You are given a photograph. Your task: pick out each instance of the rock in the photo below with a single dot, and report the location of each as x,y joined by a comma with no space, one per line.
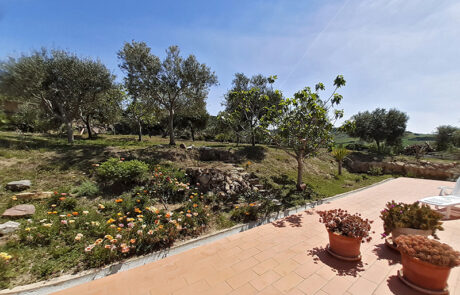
9,227
204,179
19,211
18,185
34,195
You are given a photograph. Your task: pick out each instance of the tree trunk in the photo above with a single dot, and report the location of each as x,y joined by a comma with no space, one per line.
139,130
171,127
192,132
88,127
69,131
299,172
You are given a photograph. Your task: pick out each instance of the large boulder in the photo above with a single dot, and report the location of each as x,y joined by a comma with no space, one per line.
18,185
19,211
9,227
220,181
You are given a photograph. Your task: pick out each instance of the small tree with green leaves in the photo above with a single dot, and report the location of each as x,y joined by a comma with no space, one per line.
339,154
302,125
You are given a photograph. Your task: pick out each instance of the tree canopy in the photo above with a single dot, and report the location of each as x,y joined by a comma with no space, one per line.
171,84
303,124
247,102
60,82
379,126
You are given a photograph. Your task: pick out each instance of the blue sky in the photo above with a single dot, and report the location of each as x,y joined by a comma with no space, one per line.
393,53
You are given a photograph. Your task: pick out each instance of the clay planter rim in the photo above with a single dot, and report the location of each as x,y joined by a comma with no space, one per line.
344,247
427,276
426,263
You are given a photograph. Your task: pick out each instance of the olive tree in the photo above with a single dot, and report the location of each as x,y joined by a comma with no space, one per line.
302,125
60,82
379,126
171,84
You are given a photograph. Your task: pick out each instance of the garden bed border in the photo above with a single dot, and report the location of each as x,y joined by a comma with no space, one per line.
67,281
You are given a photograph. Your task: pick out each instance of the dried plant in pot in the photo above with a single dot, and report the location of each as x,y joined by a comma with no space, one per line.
403,219
426,263
346,233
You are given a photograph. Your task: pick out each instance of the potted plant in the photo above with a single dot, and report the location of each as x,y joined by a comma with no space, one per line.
402,219
426,263
346,233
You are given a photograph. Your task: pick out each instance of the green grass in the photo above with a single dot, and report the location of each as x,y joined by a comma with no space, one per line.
409,138
54,165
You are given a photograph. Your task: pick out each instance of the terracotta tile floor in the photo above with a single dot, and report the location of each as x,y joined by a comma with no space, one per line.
285,257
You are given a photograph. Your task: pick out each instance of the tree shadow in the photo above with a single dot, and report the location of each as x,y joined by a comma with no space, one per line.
294,220
383,252
342,268
397,287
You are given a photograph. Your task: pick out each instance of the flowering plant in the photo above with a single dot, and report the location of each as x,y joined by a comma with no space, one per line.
427,250
417,216
341,222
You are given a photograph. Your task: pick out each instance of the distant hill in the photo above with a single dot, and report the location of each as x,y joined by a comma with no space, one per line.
409,138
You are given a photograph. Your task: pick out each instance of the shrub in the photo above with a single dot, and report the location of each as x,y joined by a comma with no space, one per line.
5,259
374,170
341,222
127,173
397,215
427,250
245,213
87,189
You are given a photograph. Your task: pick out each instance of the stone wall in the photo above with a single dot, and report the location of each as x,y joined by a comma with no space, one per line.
423,169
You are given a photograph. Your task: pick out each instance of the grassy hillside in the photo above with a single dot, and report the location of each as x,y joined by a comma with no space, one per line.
52,164
409,138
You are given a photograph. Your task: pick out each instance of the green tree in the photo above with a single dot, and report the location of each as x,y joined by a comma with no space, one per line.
57,80
339,154
445,136
379,126
104,107
171,84
247,102
302,125
141,81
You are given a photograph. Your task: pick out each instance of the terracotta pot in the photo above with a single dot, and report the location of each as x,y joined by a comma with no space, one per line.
409,231
344,246
424,274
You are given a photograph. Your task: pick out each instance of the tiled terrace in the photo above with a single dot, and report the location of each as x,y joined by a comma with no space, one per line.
285,257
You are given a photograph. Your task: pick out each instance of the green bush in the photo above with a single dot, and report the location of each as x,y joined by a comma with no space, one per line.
245,213
118,171
374,170
86,189
401,215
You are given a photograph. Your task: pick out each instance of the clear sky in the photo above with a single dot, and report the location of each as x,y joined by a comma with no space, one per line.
393,53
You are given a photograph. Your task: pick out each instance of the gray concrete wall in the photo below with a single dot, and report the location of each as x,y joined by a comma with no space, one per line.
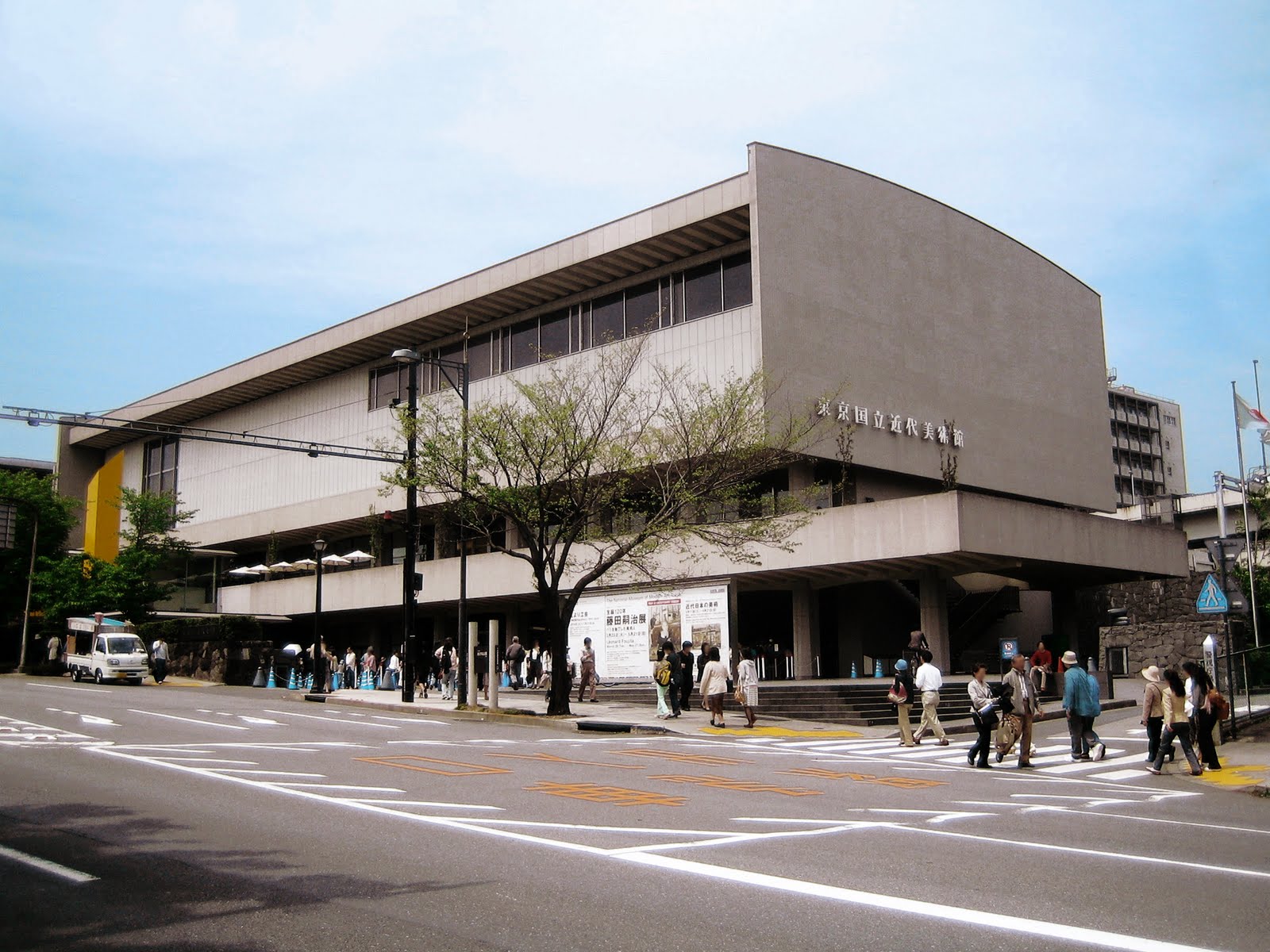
901,304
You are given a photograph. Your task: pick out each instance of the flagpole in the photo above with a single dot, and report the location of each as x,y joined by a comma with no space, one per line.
1257,381
1248,528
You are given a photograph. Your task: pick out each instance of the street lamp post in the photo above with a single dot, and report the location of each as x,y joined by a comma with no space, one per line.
319,673
456,376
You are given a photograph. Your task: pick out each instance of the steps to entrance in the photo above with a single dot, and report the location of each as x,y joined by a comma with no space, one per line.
860,706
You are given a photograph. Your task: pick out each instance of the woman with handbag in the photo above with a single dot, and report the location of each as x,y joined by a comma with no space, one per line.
983,710
901,695
747,685
1200,711
1176,725
714,685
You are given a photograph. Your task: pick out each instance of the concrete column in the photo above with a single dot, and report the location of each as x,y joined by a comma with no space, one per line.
495,664
804,631
933,600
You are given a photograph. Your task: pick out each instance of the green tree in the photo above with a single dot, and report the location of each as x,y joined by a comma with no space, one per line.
36,501
613,469
76,585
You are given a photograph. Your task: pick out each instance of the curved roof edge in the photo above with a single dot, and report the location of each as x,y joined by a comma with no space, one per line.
929,198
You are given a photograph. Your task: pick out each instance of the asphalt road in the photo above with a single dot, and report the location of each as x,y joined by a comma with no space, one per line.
183,818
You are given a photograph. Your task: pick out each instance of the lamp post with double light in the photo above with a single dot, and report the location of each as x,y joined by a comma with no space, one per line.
456,376
319,658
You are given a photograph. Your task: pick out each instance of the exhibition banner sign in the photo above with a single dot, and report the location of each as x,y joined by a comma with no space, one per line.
626,628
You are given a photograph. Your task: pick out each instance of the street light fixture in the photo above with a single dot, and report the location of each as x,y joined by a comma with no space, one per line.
456,376
319,658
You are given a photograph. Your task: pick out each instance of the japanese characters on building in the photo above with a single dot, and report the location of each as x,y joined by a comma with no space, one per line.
889,422
626,628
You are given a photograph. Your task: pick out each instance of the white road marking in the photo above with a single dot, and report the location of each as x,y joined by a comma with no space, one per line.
67,687
899,904
1083,850
333,720
1133,772
888,904
48,866
192,720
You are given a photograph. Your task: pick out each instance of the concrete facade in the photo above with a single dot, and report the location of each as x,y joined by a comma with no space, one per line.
945,338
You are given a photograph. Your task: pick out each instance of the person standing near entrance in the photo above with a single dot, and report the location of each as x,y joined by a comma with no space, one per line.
159,653
1026,706
929,682
686,662
1081,704
902,692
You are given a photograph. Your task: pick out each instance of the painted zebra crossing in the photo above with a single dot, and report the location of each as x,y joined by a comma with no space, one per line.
1118,765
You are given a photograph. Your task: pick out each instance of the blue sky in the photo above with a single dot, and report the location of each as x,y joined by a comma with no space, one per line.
186,184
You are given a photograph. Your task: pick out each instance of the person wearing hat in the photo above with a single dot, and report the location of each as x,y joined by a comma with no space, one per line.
1081,704
901,695
1153,711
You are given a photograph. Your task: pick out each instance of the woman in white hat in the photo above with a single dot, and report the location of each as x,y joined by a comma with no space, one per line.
1153,711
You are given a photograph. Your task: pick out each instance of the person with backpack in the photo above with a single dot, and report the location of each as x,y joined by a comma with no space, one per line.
1199,708
901,695
662,681
514,658
1176,725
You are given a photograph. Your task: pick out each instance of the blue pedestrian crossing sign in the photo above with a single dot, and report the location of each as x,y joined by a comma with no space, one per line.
1212,600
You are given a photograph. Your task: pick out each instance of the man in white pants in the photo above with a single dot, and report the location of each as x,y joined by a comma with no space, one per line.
929,681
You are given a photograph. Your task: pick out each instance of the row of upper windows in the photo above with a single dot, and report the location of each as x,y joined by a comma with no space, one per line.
683,296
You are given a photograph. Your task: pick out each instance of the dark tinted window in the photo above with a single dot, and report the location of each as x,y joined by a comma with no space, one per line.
478,357
737,291
641,306
525,344
702,291
607,321
552,336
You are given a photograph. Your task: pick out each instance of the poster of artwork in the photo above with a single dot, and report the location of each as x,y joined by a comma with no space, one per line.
628,628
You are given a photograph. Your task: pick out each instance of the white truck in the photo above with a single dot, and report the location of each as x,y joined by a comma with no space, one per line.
105,649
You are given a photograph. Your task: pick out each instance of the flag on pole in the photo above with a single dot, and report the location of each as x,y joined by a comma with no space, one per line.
1249,418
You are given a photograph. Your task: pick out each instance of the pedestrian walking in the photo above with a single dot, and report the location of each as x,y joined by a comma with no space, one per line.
159,653
901,695
983,710
672,689
1026,706
1081,704
588,670
1043,664
686,663
929,682
514,659
747,685
1200,712
714,685
446,668
1153,711
662,682
1176,724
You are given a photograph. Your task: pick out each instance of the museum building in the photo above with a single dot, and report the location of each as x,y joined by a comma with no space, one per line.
968,370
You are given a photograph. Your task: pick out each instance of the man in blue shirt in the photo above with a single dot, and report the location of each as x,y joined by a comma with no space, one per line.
1081,704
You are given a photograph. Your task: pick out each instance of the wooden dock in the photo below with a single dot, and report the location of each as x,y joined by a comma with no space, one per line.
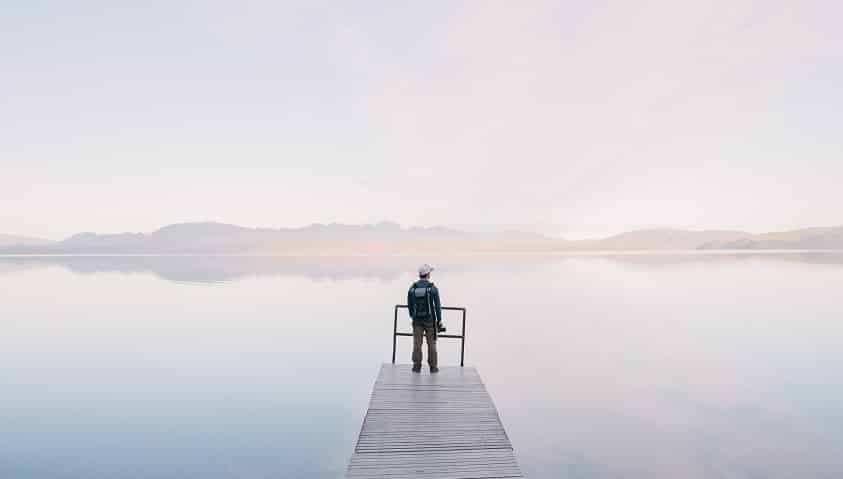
432,426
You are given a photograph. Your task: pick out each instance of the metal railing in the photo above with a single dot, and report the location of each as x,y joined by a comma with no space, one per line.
460,336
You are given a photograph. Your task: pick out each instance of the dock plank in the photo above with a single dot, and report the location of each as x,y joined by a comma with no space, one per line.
432,426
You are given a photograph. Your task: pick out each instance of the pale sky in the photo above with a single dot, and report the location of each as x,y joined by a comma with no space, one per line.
565,117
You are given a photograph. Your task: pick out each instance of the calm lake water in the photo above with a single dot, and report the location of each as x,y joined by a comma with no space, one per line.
602,366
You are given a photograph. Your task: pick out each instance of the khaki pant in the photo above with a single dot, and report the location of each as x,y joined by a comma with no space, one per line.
420,331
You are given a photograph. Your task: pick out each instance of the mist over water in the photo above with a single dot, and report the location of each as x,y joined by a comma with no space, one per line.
601,366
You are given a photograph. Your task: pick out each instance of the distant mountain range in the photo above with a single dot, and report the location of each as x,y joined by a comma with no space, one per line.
391,238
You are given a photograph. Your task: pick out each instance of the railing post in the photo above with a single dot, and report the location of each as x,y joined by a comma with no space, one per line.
462,346
394,334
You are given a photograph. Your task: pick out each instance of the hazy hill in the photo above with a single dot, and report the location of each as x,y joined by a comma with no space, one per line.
11,240
659,239
219,238
391,238
808,238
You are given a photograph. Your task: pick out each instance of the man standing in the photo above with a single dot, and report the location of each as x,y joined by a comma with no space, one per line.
426,312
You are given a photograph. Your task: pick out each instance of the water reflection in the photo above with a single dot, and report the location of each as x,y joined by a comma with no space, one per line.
669,365
220,269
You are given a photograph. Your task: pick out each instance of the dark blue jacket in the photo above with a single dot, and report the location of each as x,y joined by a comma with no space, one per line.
434,296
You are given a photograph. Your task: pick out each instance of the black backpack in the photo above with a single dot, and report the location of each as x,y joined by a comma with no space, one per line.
422,302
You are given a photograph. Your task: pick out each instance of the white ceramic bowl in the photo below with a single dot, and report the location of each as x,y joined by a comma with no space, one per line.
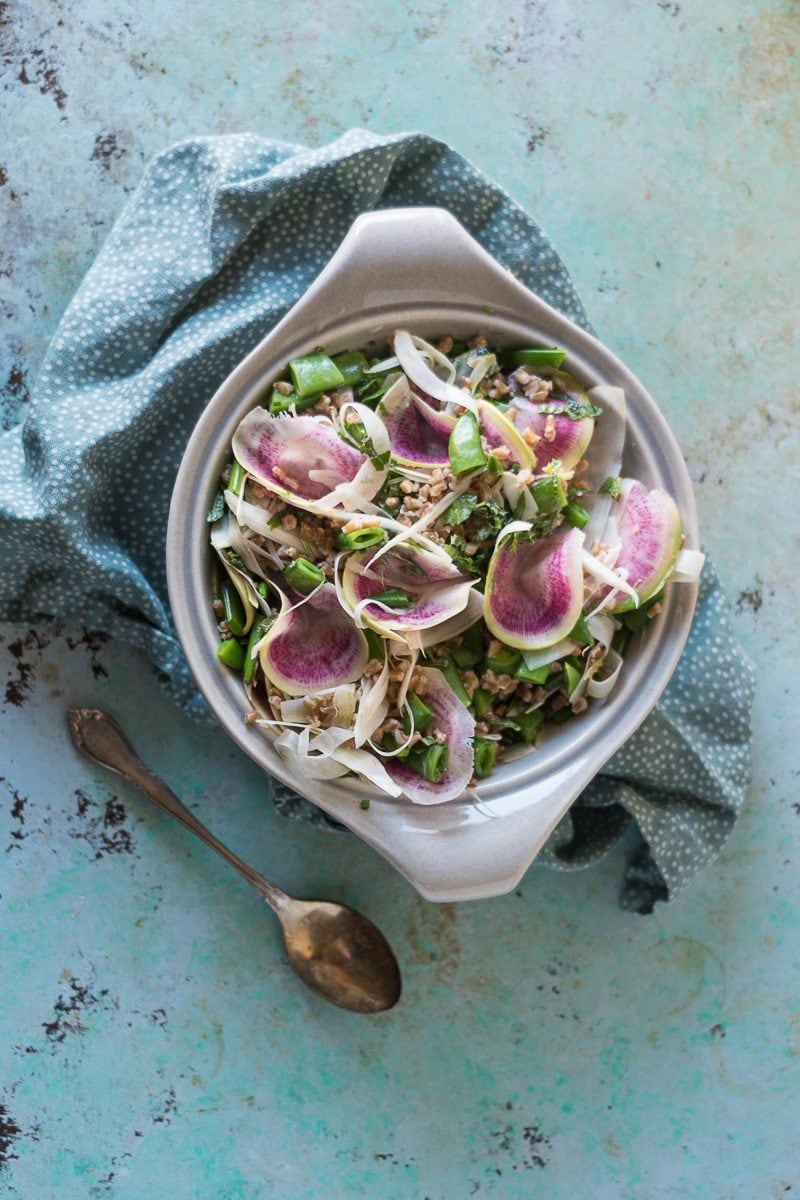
************
→ **REQUIRED WORK**: List every line in the items above that contains the word "concrete".

→ **EXPECTED OUTPUT**:
You are given a photograph. Your task: pick out each instance of the gray concrete wall in the photo below with a single dot, and report the location of each as x,y joined by a comma with no space, one per line.
You are given a photograph. Your task: pick out each instance of the concrete column in the photo above with a single dot, and report the location of each as x,y joined by a comma with no space, one per line.
You are given a photograph. Your task: pick out each instance of the concrete facade in the photo above with a single dot, and report the location of each as x,y joined by a comma with no space, one per line.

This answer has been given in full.